## TASK DIRECTIONS
Collect each line in the entries below that contains the string "mound". A line counts only if its letters match in upper and lower case too.
** start SOURCE DATA **
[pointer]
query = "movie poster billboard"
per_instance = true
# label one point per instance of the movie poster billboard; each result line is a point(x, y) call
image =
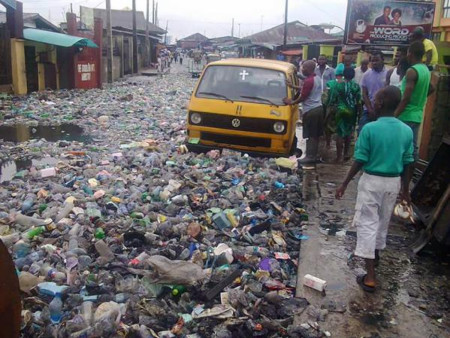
point(381, 22)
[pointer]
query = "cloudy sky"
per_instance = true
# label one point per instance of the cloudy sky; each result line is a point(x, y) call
point(210, 17)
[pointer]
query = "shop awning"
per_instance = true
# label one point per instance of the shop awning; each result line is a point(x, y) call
point(57, 39)
point(293, 52)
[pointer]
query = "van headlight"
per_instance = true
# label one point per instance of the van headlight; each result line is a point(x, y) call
point(279, 127)
point(196, 118)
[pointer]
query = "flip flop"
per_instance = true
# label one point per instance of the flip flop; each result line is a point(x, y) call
point(377, 259)
point(360, 280)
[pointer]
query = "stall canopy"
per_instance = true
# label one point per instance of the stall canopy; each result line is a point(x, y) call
point(57, 39)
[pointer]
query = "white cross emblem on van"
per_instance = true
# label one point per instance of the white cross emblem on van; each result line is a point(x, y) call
point(243, 74)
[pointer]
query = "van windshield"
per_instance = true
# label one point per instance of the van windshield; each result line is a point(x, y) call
point(246, 84)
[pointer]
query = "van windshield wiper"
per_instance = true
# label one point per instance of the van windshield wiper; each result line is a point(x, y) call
point(260, 99)
point(216, 95)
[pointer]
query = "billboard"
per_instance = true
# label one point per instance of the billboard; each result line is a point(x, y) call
point(8, 3)
point(87, 17)
point(381, 22)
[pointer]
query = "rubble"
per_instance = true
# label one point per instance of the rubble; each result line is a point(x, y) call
point(134, 233)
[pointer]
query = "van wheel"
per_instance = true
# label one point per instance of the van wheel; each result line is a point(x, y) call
point(294, 151)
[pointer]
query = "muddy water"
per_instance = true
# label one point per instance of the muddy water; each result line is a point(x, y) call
point(22, 133)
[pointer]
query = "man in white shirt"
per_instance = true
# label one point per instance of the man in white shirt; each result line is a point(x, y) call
point(359, 71)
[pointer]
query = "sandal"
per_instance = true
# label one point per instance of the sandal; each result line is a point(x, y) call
point(360, 280)
point(377, 258)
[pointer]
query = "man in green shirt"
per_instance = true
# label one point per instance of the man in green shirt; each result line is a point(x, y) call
point(384, 151)
point(416, 87)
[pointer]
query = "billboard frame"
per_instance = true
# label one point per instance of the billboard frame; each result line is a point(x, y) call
point(389, 44)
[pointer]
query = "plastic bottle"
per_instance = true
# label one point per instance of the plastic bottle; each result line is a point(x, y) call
point(99, 233)
point(178, 290)
point(64, 212)
point(42, 208)
point(88, 190)
point(279, 185)
point(314, 282)
point(27, 205)
point(55, 308)
point(21, 249)
point(257, 250)
point(103, 250)
point(34, 232)
point(86, 312)
point(9, 240)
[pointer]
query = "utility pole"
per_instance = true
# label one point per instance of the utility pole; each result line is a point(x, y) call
point(135, 58)
point(165, 35)
point(285, 24)
point(232, 28)
point(153, 12)
point(108, 41)
point(147, 38)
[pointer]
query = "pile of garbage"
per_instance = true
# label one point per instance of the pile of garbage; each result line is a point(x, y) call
point(127, 233)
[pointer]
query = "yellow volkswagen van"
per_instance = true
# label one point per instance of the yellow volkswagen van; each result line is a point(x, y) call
point(238, 104)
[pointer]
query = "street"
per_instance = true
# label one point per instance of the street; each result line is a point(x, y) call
point(118, 147)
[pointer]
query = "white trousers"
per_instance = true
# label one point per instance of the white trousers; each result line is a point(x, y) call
point(374, 205)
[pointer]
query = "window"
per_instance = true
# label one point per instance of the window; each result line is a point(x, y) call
point(247, 84)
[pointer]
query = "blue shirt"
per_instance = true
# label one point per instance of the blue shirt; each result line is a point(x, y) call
point(385, 147)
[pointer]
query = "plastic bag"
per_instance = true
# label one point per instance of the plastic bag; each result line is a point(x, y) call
point(166, 271)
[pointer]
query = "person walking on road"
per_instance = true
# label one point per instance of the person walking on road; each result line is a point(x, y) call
point(431, 56)
point(373, 80)
point(384, 151)
point(361, 70)
point(348, 105)
point(416, 87)
point(325, 72)
point(312, 112)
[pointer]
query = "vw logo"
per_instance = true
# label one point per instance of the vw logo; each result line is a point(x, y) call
point(236, 123)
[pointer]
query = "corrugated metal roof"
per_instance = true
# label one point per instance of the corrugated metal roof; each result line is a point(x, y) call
point(124, 19)
point(57, 39)
point(297, 33)
point(33, 20)
point(197, 37)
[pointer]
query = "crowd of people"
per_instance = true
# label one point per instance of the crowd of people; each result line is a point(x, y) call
point(166, 58)
point(339, 102)
point(384, 110)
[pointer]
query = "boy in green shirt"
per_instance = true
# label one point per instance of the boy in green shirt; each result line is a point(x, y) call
point(416, 87)
point(384, 151)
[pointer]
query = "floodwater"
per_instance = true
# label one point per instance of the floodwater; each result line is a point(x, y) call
point(9, 169)
point(22, 133)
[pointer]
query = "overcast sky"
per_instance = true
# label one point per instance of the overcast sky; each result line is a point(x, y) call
point(210, 17)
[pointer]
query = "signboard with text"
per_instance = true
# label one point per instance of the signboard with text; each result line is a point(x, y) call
point(381, 22)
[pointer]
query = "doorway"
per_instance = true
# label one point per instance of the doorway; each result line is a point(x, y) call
point(31, 69)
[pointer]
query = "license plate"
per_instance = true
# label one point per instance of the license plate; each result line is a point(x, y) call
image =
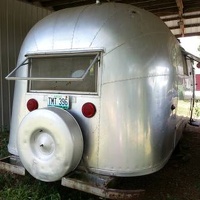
point(60, 101)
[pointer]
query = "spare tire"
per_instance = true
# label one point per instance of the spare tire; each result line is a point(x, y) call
point(50, 143)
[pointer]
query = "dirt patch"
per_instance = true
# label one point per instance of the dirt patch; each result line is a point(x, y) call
point(180, 178)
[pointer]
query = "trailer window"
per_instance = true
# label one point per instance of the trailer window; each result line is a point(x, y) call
point(70, 73)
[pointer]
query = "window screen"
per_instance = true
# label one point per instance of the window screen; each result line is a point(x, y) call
point(77, 73)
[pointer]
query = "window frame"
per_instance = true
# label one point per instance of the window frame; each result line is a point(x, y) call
point(97, 59)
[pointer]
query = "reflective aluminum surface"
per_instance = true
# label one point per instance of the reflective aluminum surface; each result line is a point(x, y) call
point(133, 130)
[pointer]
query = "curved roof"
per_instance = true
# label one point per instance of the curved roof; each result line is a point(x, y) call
point(181, 16)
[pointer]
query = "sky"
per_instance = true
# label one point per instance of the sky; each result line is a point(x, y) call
point(191, 44)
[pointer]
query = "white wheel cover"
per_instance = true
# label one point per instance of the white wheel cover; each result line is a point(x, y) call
point(50, 143)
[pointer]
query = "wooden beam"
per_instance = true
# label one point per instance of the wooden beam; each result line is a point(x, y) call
point(180, 13)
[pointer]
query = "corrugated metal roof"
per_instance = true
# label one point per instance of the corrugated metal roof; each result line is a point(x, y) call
point(183, 15)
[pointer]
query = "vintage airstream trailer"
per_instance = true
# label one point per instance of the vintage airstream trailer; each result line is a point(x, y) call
point(96, 88)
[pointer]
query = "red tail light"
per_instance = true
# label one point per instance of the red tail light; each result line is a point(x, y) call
point(32, 104)
point(88, 110)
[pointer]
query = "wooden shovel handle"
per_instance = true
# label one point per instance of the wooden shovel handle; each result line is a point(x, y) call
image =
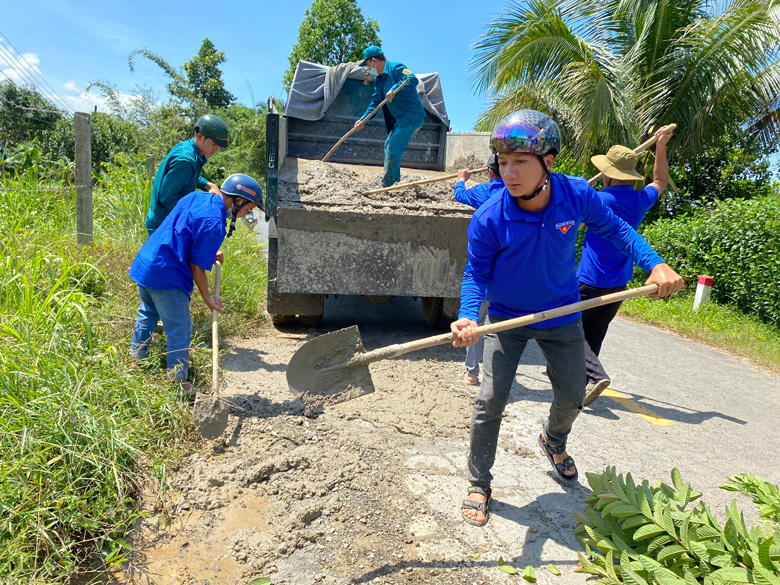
point(639, 149)
point(402, 348)
point(421, 182)
point(215, 332)
point(366, 119)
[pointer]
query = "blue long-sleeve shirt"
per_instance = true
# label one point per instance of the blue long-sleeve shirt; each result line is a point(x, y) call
point(178, 175)
point(523, 261)
point(602, 265)
point(191, 234)
point(478, 194)
point(406, 107)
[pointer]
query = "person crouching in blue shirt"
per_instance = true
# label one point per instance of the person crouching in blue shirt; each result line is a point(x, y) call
point(522, 260)
point(404, 112)
point(475, 197)
point(178, 253)
point(604, 269)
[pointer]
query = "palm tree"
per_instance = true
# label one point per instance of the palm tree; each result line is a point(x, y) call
point(612, 71)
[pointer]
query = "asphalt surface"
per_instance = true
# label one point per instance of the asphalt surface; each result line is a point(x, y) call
point(672, 403)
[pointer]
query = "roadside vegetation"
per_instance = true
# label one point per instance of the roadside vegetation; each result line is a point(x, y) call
point(80, 431)
point(81, 434)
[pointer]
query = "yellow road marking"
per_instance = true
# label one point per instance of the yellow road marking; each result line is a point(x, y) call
point(629, 404)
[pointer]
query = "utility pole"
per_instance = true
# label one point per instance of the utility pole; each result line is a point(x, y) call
point(83, 140)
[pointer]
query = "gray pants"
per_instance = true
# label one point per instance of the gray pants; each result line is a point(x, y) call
point(564, 349)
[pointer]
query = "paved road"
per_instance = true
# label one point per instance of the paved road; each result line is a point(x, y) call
point(672, 403)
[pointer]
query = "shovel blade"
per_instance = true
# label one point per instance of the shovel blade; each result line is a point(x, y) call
point(306, 375)
point(210, 416)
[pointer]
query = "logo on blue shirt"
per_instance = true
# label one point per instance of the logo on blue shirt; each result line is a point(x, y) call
point(564, 226)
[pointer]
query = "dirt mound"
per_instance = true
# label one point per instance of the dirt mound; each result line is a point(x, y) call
point(364, 491)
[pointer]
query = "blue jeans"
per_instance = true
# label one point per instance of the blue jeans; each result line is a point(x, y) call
point(173, 308)
point(474, 352)
point(395, 146)
point(564, 349)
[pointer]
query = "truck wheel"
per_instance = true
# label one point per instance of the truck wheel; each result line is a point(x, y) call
point(282, 320)
point(311, 320)
point(432, 311)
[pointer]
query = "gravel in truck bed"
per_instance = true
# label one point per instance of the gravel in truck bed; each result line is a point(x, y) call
point(307, 184)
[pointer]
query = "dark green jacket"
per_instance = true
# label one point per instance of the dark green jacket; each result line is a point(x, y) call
point(178, 175)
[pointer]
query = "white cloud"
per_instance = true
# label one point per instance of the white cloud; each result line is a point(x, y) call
point(21, 73)
point(22, 69)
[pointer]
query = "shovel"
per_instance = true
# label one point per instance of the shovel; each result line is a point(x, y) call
point(333, 367)
point(210, 414)
point(366, 119)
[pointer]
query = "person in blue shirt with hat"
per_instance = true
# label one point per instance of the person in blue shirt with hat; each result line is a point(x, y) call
point(404, 112)
point(475, 197)
point(178, 253)
point(603, 268)
point(522, 260)
point(179, 173)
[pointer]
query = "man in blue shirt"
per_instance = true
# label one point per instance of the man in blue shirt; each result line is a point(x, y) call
point(404, 112)
point(604, 269)
point(179, 173)
point(522, 260)
point(178, 253)
point(475, 197)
** end SOURCE DATA **
## ANSWER
query = "dirt mound"
# label one point per instance of the dirt mound; each result line is a point(x, y) call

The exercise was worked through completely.